:: WORK INSTRUCTIONS ::
Reproduce, word for word, the stretch of the trial report that begins with the words containing "Medical experts were" and ends with "Madeline Kara Neumann.".

:: PASSAGE PROVIDED ::
────
Medical experts were a major part of Monday’s testimony at the trial of Dale Neumann who is accused of praying rather than seeking medical attention for his dying daughter. Prosecutors built a major part of their case with two physicians. St. Clare’s Hospital emergency services medical director Dr. Choon P’ng said doctors used all appropriate forms of treatment in their unsuccessful effort to revive Madeline Kara Neumann.
A pediatric endocrinologist also testified that Kara had a 99-point-8 percent chance of surviving her disease had she been treated, even up to the moment of her death. Dr. Ivan Zador also said it would have impossible for anyone to miss her labored breathing as a worrisome symptom the day before she died.
Defense attorney Jay Kronenwetter fired back by building on a theory that what the physicians actions may have hastened the girl’s death. But the doctors pushed back telling Kronenwetter that the sodium bicarbonate they administered to re-start the girl’s heart would not have made her diabetic ketoacidosis worse by raising her potassium levels. In fact, they say her levels may have been elevated already because of cells breaking down post death. The only way doctors could have controlled the 11-year-old’s potassium was through insulin but that wasn’t possible because circulation is required and she was already dead.
The wife of the accused, Leilani Neumann, is scheduled to testify this morning. Prosecutors will grant her immunity for testifying. This means nothing she says can be used against her in future court proceedings, like her sentencing on a second-degree reckless homicide charge October 6th. The testimony will be the first time the public will hear from the mother outside of taped police interviews and written statements. She chose not to testify at her trial in May.
────
:: RAW DATA ::

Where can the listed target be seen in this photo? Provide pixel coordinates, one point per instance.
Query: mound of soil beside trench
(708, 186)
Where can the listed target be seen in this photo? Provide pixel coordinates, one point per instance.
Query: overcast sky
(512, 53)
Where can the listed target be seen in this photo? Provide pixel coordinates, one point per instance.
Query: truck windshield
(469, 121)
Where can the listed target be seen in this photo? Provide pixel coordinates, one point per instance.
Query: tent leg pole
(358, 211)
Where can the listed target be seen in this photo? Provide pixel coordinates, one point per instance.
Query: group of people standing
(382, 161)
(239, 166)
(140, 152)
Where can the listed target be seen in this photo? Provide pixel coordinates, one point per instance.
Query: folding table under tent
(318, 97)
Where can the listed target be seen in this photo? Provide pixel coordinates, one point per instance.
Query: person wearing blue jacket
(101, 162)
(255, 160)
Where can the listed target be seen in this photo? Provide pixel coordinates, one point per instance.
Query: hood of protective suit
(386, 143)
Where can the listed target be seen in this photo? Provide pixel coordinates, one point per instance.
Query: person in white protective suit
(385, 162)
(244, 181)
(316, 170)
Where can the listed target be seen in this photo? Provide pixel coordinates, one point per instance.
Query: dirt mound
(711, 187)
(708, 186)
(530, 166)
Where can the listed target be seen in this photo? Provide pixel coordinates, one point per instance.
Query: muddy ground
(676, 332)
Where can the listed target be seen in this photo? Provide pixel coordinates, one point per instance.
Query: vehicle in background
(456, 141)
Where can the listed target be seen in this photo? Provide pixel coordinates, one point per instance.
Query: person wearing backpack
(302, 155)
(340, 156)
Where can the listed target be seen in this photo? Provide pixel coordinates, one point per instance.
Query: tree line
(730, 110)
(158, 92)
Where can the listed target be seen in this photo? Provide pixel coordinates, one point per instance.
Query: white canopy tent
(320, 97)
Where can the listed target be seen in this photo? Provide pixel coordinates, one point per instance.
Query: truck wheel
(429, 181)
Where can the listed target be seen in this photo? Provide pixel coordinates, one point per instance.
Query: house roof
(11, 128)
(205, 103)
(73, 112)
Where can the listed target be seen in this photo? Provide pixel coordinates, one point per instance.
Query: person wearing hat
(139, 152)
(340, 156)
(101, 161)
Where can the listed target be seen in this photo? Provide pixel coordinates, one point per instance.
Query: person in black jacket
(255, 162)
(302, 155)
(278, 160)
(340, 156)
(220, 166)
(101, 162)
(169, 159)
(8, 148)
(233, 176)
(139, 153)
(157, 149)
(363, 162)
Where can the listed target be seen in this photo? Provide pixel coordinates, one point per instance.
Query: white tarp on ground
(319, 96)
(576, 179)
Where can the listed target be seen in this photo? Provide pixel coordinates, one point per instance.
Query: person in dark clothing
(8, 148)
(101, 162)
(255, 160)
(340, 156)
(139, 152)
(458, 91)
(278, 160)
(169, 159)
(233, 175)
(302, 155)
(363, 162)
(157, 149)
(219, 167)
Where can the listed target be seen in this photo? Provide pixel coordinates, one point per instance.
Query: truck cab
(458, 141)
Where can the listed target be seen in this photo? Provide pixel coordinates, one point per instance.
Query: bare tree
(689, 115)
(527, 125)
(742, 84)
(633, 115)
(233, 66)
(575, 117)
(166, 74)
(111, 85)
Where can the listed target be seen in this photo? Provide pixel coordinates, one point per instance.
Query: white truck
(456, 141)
────
:: TASK OUTPUT ::
Medical experts were a major part of Monday’s testimony at the trial of Dale Neumann who is accused of praying rather than seeking medical attention for his dying daughter. Prosecutors built a major part of their case with two physicians. St. Clare’s Hospital emergency services medical director Dr. Choon P’ng said doctors used all appropriate forms of treatment in their unsuccessful effort to revive Madeline Kara Neumann.